DATA PROVIDED>
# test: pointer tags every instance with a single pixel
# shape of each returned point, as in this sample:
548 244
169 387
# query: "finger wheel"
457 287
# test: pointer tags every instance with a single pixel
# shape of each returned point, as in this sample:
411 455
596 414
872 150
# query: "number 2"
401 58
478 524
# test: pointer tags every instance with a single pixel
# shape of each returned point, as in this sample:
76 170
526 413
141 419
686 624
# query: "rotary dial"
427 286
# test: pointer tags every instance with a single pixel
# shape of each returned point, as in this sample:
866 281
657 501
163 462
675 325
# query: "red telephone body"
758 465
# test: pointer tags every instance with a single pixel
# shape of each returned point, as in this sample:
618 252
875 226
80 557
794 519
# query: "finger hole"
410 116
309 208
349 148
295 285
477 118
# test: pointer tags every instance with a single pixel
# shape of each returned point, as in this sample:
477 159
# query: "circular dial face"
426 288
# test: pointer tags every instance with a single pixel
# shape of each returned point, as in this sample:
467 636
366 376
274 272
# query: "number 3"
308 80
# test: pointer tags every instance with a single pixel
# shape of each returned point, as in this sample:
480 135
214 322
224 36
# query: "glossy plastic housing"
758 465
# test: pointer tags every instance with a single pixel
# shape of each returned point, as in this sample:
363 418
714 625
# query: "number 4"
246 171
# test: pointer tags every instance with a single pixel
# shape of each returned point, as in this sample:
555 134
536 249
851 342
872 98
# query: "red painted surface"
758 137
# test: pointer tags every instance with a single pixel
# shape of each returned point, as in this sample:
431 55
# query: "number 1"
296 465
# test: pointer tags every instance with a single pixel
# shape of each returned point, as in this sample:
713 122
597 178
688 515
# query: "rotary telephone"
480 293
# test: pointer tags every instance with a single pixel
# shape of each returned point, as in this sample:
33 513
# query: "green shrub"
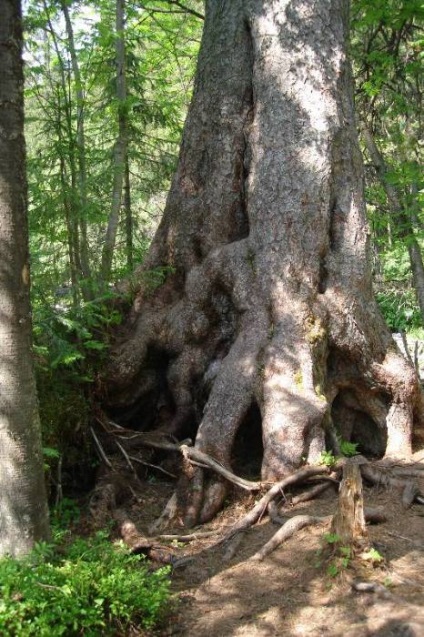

WHAT TO WORK ON> Each entry should be transcribed exactly as given, with pictures omitted.

REPLY TO THE EXERCISE>
# test: pointer tags every instance with a single pixel
# shape of each returned point, as in this sample:
548 244
169 387
# query: "finger wheel"
457 287
# test: pointer tags every instance with a single pixel
# shape of each returned point, as in this sample:
411 455
596 414
872 150
# query: "number 2"
401 58
478 524
# test: pointer tags every instance with a single pixel
# shape of each returned point, as in this sample:
76 170
526 413
141 419
686 624
# query: "rotary dial"
427 286
# test: pointer tags every instance with a single pixel
# shape of each returned point, as in this sample:
866 281
657 501
163 462
675 325
# query: "red telephone body"
758 465
# test: pointer tags every instance with a single pixel
# shape of each returned point, as in this sample:
618 252
875 226
80 557
794 519
# query: "finger hole"
410 116
309 208
349 148
295 285
477 118
# test: pointer tags every instance with a single pixel
# shape of each returned point, as in this sample:
477 159
# query: "circular dial face"
426 288
# test: pointer tags every instance with a single pixel
# shape of each returned point, as in this sample:
467 636
366 376
274 272
# query: "number 3"
308 80
# test: pointer tags every instance with a single pixel
# shape of each returned point, as in this sample:
480 135
214 322
224 36
# query: "glossy plastic housing"
758 465
# test: pointer tags every instance with a single pixel
# shape of each returned point, as in this sample:
363 418
714 625
# query: "number 4"
246 171
# test: pointer tags every instance with a single pixel
# shape of each returned point, as in this sample:
555 134
536 249
851 342
872 98
# query: "red painted surface"
758 137
# test: pointer tags every instance with a single pixel
# shape of each returned point, as in this sample:
431 55
# query: "number 1"
296 465
# test: pointer tags every instance with a single pixel
# shape of each returned point, as in this sample:
713 122
597 178
688 515
# query: "rotary telephone"
480 293
# test: pointer tags every instance with a single pixel
# shape of each returned point, as in this sample:
33 513
# query: "green shrub"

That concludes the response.